NATO Zirvesi’nden yeni savaş konsepti çıktı
1 Temmuz 2022
28-30 Haziran günlerinde Madrid’de düzenlenen NATO Zirvesi sonuçlandı. Zirvede yeni bir Stratejik Konsept kabul edildiği açıklandı. NATO’nun Rusya ve Çin’e karşı yayılmasını temel alan konsept yeni savaşların kapıda olduğunun ilanı oldu. NATO bu yeni Stratejik Konsepti’ni hangi sonuçları olacağını ve Türkiye’nin zirvedeki atraksiyonlarını Murat Çakır ile değerlendirdik.

Verilen Öğeler -

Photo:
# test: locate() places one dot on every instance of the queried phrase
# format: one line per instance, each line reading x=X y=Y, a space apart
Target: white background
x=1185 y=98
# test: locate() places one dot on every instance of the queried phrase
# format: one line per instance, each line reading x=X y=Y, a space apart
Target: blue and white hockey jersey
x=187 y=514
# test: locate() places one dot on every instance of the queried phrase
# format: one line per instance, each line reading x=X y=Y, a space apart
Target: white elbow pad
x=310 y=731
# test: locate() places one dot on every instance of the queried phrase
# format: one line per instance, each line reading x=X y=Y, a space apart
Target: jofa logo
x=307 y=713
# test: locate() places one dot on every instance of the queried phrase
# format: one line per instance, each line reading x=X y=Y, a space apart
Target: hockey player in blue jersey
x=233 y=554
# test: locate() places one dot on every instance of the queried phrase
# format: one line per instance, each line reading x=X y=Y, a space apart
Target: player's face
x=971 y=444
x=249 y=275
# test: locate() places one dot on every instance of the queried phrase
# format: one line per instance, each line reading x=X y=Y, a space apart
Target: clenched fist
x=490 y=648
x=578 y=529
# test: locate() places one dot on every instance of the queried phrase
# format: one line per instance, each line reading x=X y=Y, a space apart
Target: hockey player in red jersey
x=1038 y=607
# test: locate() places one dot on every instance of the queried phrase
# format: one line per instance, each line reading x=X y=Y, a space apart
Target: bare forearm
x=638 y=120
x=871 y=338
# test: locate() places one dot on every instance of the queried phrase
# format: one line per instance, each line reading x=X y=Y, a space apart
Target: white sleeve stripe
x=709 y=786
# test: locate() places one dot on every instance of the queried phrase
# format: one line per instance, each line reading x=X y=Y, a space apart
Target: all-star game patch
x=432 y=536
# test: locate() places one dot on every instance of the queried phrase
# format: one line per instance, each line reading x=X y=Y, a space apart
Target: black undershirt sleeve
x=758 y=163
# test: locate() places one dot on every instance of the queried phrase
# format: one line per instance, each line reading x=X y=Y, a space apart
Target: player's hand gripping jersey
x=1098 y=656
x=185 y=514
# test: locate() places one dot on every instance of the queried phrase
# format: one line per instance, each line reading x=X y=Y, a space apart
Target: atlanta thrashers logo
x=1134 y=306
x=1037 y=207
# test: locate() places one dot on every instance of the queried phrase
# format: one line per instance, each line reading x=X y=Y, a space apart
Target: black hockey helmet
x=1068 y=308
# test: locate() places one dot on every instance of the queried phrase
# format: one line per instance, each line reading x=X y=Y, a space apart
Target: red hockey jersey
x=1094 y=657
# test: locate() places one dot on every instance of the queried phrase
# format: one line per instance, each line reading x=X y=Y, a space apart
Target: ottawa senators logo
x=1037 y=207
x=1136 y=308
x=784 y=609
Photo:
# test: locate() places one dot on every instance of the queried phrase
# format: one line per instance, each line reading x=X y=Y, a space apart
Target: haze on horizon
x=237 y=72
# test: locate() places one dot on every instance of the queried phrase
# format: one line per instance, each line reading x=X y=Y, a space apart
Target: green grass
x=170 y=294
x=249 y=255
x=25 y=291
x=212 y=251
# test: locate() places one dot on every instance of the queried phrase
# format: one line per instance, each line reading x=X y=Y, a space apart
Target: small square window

Görev -
Okuma metninde "NATO Zirvesi’nden yeni" ile "Çakır ile değerlendirdik." arasındaki bölümü, bu ifadeler de dahil olmak üzere, "yeni" yerine "güncel" koyarak yeniden yazın. Öğelerin okuma metniyle hiçbir ilgisi yoktur.

Alıştırmanın Cevabı -
NATO Zirvesi’nden güncel savaş konsepti çıktı
1 Temmuz 2022
28-30 Haziran günlerinde Madrid’de düzenlenen NATO Zirvesi sonuçlandı. Zirvede güncel bir Stratejik Konsept kabul edildiği açıklandı. NATO’nun Rusya ve Çin’e karşı yayılmasını temel alan konsept güncel savaşların kapıda olduğunun ilanı oldu. NATO bu güncel Stratejik Konsepti’ni hangi sonuçları olacağını ve Türkiye’nin zirvedeki atraksiyonlarını Murat Çakır ile değerlendirdik.